> [ASSIGNMENT]
Where a line below includes the word "brown", copy that line.

(Saved data entries)
--*--
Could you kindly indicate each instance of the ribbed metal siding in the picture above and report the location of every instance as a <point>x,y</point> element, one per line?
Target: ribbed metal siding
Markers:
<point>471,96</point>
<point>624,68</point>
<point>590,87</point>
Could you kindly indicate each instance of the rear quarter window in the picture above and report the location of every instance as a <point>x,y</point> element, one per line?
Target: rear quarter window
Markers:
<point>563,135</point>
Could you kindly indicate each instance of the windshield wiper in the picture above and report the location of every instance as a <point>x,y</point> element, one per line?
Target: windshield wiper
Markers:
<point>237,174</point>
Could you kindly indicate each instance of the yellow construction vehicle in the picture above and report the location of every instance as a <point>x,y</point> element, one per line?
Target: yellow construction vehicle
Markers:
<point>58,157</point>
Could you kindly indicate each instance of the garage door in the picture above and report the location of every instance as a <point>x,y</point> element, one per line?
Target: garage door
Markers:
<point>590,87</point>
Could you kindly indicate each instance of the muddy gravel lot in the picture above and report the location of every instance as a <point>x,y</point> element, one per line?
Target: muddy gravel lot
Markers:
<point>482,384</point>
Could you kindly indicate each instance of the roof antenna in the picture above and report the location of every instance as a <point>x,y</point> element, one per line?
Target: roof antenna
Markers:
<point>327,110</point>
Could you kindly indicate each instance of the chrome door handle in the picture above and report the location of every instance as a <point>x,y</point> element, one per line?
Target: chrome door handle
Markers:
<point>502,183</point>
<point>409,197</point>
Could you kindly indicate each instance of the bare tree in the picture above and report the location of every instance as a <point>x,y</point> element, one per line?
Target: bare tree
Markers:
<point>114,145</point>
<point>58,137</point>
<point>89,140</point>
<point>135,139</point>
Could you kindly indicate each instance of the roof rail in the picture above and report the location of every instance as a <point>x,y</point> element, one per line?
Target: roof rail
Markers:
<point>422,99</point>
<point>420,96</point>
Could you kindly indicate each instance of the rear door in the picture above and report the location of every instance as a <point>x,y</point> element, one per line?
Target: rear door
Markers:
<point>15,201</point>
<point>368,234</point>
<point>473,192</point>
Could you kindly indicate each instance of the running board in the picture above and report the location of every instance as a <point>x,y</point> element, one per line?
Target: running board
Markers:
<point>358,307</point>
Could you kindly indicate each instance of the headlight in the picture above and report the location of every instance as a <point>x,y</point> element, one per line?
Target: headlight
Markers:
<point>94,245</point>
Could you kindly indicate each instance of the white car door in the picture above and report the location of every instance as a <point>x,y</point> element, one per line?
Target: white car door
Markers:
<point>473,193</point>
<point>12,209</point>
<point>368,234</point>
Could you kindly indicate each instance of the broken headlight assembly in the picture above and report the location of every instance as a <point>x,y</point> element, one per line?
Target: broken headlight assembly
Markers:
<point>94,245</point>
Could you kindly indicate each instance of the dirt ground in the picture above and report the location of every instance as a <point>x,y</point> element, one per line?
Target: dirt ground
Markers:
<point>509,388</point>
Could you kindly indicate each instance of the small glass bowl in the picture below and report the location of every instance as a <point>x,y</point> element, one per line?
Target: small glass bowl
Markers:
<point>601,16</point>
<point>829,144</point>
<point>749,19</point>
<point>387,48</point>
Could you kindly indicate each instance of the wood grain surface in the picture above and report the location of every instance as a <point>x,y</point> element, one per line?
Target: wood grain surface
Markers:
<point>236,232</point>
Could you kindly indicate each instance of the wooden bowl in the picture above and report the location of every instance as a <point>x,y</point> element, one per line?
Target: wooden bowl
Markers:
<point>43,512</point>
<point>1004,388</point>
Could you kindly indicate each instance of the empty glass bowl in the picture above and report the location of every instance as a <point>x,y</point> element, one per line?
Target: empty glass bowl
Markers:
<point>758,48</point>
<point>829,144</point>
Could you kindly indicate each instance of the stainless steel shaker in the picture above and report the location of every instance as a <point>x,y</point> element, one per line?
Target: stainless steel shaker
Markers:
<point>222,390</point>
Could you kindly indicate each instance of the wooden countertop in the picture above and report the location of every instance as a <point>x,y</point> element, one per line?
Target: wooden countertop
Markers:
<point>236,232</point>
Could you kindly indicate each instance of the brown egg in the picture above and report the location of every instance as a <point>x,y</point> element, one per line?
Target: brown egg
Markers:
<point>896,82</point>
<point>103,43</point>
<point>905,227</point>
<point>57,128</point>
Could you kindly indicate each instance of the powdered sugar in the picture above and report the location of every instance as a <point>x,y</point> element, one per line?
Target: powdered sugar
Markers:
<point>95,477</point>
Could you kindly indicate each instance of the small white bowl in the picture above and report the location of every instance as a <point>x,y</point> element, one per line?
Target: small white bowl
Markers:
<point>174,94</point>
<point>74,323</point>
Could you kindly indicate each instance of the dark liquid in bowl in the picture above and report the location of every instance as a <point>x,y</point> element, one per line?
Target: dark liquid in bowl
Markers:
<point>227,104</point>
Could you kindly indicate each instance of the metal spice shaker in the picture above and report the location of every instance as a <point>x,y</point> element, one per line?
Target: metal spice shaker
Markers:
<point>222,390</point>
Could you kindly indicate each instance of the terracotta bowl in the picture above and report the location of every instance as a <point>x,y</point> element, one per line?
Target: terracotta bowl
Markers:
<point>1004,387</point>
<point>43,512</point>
--*--
> [YOUR SOLUTION]
Could you kindly indicate each instance of the brown egg in the picture above and report the location of every instance as a <point>x,y</point> element, one per line?
Target: brown egg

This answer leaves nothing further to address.